[[ Records to process open ]]

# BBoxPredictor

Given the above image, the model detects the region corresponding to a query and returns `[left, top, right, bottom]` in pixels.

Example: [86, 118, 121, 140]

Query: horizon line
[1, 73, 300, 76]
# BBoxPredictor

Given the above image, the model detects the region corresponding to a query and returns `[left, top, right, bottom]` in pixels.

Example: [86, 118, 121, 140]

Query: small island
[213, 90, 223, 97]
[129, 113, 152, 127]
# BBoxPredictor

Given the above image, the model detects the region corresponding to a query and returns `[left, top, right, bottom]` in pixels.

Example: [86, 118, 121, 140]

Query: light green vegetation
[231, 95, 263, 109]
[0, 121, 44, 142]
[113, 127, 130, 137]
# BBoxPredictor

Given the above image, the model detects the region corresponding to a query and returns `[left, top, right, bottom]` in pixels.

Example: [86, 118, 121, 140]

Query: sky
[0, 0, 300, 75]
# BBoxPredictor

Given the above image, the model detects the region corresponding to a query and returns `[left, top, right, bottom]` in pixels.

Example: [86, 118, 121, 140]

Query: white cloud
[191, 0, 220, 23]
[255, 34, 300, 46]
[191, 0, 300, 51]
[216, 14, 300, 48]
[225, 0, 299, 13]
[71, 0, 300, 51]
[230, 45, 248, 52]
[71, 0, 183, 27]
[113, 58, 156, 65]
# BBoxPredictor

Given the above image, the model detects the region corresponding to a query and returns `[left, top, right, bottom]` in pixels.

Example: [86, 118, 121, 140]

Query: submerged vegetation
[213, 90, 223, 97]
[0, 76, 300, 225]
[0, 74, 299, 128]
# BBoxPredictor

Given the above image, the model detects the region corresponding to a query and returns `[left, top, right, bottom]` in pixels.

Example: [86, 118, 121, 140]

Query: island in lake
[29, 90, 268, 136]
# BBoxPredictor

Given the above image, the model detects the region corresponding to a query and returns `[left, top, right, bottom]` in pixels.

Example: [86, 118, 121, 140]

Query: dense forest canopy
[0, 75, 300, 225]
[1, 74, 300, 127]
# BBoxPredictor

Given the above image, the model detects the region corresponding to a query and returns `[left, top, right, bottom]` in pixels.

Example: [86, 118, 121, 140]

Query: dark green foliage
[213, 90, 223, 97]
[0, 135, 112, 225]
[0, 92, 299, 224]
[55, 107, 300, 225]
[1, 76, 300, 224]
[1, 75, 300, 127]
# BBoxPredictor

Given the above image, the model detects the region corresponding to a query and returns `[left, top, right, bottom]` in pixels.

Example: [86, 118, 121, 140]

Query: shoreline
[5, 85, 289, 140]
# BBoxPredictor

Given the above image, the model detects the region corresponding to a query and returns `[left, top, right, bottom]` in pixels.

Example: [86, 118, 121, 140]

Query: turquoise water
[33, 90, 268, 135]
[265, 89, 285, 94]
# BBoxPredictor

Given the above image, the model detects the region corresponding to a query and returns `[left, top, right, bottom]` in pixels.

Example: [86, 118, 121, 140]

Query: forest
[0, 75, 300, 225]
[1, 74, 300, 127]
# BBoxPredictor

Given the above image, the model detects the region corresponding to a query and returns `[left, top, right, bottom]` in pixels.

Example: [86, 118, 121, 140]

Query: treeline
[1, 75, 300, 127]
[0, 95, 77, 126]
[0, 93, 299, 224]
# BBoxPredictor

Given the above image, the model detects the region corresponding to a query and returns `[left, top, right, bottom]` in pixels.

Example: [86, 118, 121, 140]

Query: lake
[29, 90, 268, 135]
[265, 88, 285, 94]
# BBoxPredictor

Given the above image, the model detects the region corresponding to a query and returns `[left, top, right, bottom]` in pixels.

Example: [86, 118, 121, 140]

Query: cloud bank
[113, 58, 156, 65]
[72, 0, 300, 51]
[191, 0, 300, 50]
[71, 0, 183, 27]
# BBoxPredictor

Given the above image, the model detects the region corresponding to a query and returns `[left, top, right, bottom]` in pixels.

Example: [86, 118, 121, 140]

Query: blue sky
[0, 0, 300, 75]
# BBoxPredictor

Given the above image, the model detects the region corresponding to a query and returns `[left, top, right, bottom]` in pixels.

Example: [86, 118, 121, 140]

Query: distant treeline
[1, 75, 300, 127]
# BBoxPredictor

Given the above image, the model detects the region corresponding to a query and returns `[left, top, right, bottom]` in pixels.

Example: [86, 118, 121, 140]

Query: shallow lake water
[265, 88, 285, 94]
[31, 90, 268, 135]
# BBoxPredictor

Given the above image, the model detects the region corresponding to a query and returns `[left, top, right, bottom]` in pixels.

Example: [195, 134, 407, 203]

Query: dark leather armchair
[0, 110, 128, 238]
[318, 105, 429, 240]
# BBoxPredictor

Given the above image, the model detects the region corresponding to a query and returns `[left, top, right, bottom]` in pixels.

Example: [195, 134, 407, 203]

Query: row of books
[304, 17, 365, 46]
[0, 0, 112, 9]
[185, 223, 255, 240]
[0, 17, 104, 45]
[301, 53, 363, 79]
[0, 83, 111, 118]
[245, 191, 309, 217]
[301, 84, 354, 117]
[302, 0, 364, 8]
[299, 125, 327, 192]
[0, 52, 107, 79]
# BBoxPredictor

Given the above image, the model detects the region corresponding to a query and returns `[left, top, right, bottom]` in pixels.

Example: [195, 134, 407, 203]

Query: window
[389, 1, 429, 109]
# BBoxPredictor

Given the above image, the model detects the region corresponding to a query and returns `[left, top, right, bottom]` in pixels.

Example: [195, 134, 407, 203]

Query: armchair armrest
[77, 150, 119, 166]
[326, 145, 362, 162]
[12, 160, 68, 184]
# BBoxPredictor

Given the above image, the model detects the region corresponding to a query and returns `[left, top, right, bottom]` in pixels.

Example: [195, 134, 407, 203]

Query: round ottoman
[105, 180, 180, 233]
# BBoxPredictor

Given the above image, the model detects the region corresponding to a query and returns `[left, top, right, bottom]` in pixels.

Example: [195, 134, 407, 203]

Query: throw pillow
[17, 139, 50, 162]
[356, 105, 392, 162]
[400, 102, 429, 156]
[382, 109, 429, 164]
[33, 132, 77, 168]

[[ Records to process closed ]]

Work required> Output the records in full. Keep every character as it is.

Response>
# BBoxPredictor

Given the above image, the model detects the region corresponding to a query and returns `[left, top, right, bottom]` in pixels.

Example: [86, 118, 121, 140]

Query: horizon line
[1, 73, 300, 76]
# BBoxPredictor

Given the above image, the model detects the region corresponding to a query and returns `[left, top, right, bottom]` in pixels.

Example: [86, 118, 121, 140]

Query: small island
[213, 90, 223, 97]
[129, 113, 152, 127]
# BBoxPredictor

Given the above image, the model detects the region corresponding to a query and returns `[left, top, right, bottom]` in pixels.

Example: [86, 118, 121, 140]

Query: light green vegetation
[231, 95, 263, 109]
[0, 121, 44, 142]
[113, 127, 130, 137]
# BBoxPredictor

Given the above image, the model detects the region corresponding to a query and returns `[left, top, right, bottom]` in pixels.

Example: [86, 118, 121, 140]

Query: sky
[0, 0, 300, 75]
# BBoxPredictor

Given the above image, the model detects the region corresponding to a query and returns `[left, top, right, bottom]` in pixels.

Example: [86, 118, 121, 140]

Query: white cloud
[191, 0, 220, 23]
[255, 34, 300, 46]
[191, 0, 300, 51]
[216, 14, 300, 48]
[225, 0, 299, 13]
[71, 0, 300, 51]
[230, 45, 248, 52]
[71, 0, 183, 27]
[113, 58, 156, 65]
# BBoxPredictor

Given the above image, the model detects the region corresponding to a query and returns `[left, top, right, bottom]` in pixels.

Example: [86, 118, 121, 140]

Query: submerged vegetation
[213, 90, 223, 97]
[0, 76, 300, 225]
[0, 74, 299, 128]
# BBoxPredictor

Given the above image, the model detects the region corresponding to a query and returns `[left, top, right, bottom]` in pixels.

Example: [86, 118, 121, 140]

Query: island in lake
[29, 90, 268, 136]
# BBoxPredictor

Given the above image, the model detects the region corresponding to a query and returns `[left, top, right, bottom]` in pixels.

Example: [86, 118, 121, 140]

Query: dense forest canopy
[0, 75, 300, 225]
[1, 74, 300, 127]
# BBoxPredictor

Given the above image, the model detects the region corresponding to a query and returns `[left, top, right, bottom]` in pixels.

Example: [86, 118, 121, 140]

Query: dark green foliage
[213, 90, 223, 97]
[0, 135, 112, 225]
[0, 92, 299, 224]
[55, 107, 300, 225]
[1, 76, 300, 224]
[1, 75, 300, 127]
# BBoxPredictor

Given the above image, the model detects the region corresponding to a query and returns `[left, top, right, bottom]` in pixels.

Example: [86, 118, 121, 140]

Query: shoreline
[5, 85, 289, 140]
# BBoxPredictor

Given the above image, the model detects the region corresponding to a query and returns `[left, top, right, bottom]` in pixels.

Example: [86, 118, 121, 140]

Query: turquoise water
[33, 90, 268, 135]
[265, 89, 285, 94]
# BBoxPredictor

Given the above image, the model detects the region corresponding to a query and returns `[left, top, right, bottom]` in pixels.

Example: [86, 118, 121, 140]

Query: forest
[0, 75, 300, 225]
[1, 74, 300, 127]
# BBoxPredictor

Given the above image, the model detects the region corresponding to a query and returns `[left, top, right, bottom]` in pixels.

Example: [86, 118, 121, 140]

Query: treeline
[1, 75, 300, 127]
[0, 95, 77, 126]
[0, 93, 299, 224]
# BBoxPredictor

Given the above image, the model detects the region corresponding to a query and returns `[left, top, right, bottom]` in pixels.

Example: [86, 118, 121, 140]

Query: lake
[29, 90, 268, 135]
[265, 88, 285, 94]
# BBoxPredictor

Given the above image, the model detects the region corresponding to a query and returns `[left, top, right, bottom]` in pixels.

Example: [86, 118, 121, 140]

Query: cloud bank
[113, 58, 156, 65]
[72, 0, 300, 51]
[191, 0, 300, 50]
[71, 0, 183, 27]
# BBoxPredictor

Given the above image, the model detects the region corresponding to a query and returns `[left, top, right, bottom]` in pixels.

Example: [86, 118, 121, 140]

Query: blue sky
[0, 0, 300, 75]
# BBoxPredictor

Given the above image, the model detects the region corresponding to a query and returns `[left, top, right, bottom]` in pixels.

Example: [86, 118, 121, 140]

Query: distant treeline
[1, 75, 300, 127]
# BBoxPredictor

Given the above image, the model detects the region corresponding to a query and returns `[left, top, right, bottom]` in pixels.

Example: [86, 118, 121, 140]

Query: shallow lake water
[265, 88, 285, 94]
[31, 90, 268, 135]
# BBoxPredictor

Given the above image, the model detects the region corresponding to a query and returns `[left, top, right, bottom]` in pixels.

Example: [195, 134, 407, 203]

Query: dark leather armchair
[0, 110, 128, 238]
[318, 105, 429, 240]
# BBoxPredictor

Given the above image, the model detects the region corresponding to a query and returns `[left, top, right, bottom]` in pixels.

Example: [195, 134, 407, 203]

Query: row of books
[304, 17, 365, 46]
[0, 0, 112, 9]
[185, 223, 255, 240]
[0, 17, 104, 45]
[301, 53, 363, 79]
[0, 83, 111, 118]
[245, 191, 309, 217]
[301, 84, 354, 117]
[302, 0, 364, 8]
[299, 125, 327, 192]
[0, 52, 107, 79]
# BBoxPredictor

Given the above image, the model detects the region corresponding to a query and returns `[left, top, right, bottom]` in pixels.

Example: [195, 134, 407, 203]

Query: window
[389, 1, 429, 109]
# BBoxPredictor

Given the above image, the model detects the region corresponding to a query and returns `[left, top, right, bottom]` in pixels.

Example: [195, 134, 407, 203]

Query: armchair armrest
[77, 150, 119, 166]
[326, 145, 362, 162]
[12, 160, 68, 184]
# BBoxPredictor

Given the above image, the model detects the region corresponding to a query and returns `[left, top, right, bottom]` in pixels.

Example: [195, 134, 407, 203]

Query: round ottoman
[105, 180, 180, 233]
# BBoxPredictor

Given the above image, the model detects the region corresponding to a query and returns `[left, top, right, bottom]` in pixels.

Example: [195, 134, 407, 203]

Query: throw pillow
[17, 139, 50, 162]
[356, 105, 392, 162]
[400, 102, 429, 156]
[382, 109, 429, 164]
[33, 132, 77, 168]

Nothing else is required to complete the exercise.